Levinus Lemnius (20 May 1505 in Zierikzee - 1 July 1568 in Zierikzee) was a Dutch physician and author.

==Life==
Lemnius studied medicine at the University of Leuven under Rembert Dodoens and Konrad Gesner; and under Vesalius at Padua. He also travelled to Switzerland and England. After his wife's death, he became a priest.

==Works==
- Occulta naturae miracula (1559, Antwerp) by the University and State Library Düsseldorf) This was translated as De gli occvlti miracoli, Les Occultes Merveilles et Secretz de Nature (online text, The secret miracles of nature, and Wunderbarliche Geheimnisse der Natur online text).
- De habitu et constitutione corporis (1561, Antwerp). As The Touchstone of Complexions (1576) (translation into English by Thomas Newton)
- Herbarum atque arborum quae in Bibliis passim obviae sunt et ex quibus sacri vates similitudines desumunt. In English as An Herbal for the Bible (1579, Newton translation).
- De miraculis occultis naturae : libri IIII (1611, Francofurti) by the University and State Library Düsseldorf
His Occulta naturae miracula, a book of secrets, is his best-known work. It ran through many editions and was widely translated from Latin. It drew on classical sources, particularly Aristotle. Lemnius was influenced, too, by the "airs, waters, places" doctrine from the Hippocratic Corpus. The work attempted to reconcile natural philosophy as found in classical sources with Christian doctrine, particularly on generation and reproduction, while emphasising extraordinary aspects. His humoral theory was complex, with phlegm being divided into four, and the other humours also being subdivided.

He is credited with first mentioning in this work of staining of bone, with madder root. In the same work he gives credence to the theory of maternal impression; his theory of teratology connects the Aristotelian theory of generation with birth defects. He contributed to demonology, with Johann Weyer, by suggesting that mental illness and disturbance could be physically caused, rather than being a result of outside influence. He also credited Solomon with the invention of the magnetic compass.

This work in some form had a lifetime of nearly four centuries. It was later combined with a German manual on midwifery by Jakob Rüff, to create Aristotle's Masterpiece, a 17th-century work in English of advice on sex and reproduction, still sold in later editions in the 1930s.

------------------------------------------------------------

→ Work item
Reproduce word for word the part of the Levinus Lemnius passage above that opens with the words containing "Levinus Lemnius (20" and closes with "Natur online text).".

→ Data shown
------------------------------------------------------------

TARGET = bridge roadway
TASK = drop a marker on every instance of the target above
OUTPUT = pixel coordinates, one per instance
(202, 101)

------------------------------------------------------------

→ Answer to the exercise
Levinus Lemnius (20 May 1505 in Zierikzee - 1 July 1568 in Zierikzee) was a Dutch physician and author.

==Life==
Lemnius studied medicine at the University of Leuven under Rembert Dodoens and Konrad Gesner; and under Vesalius at Padua. He also travelled to Switzerland and England. After his wife's death, he became a priest.

==Works==
- Occulta naturae miracula (1559, Antwerp) by the University and State Library Düsseldorf) This was translated as De gli occvlti miracoli, Les Occultes Merveilles et Secretz de Nature (online text, The secret miracles of nature, and Wunderbarliche Geheimnisse der Natur online text).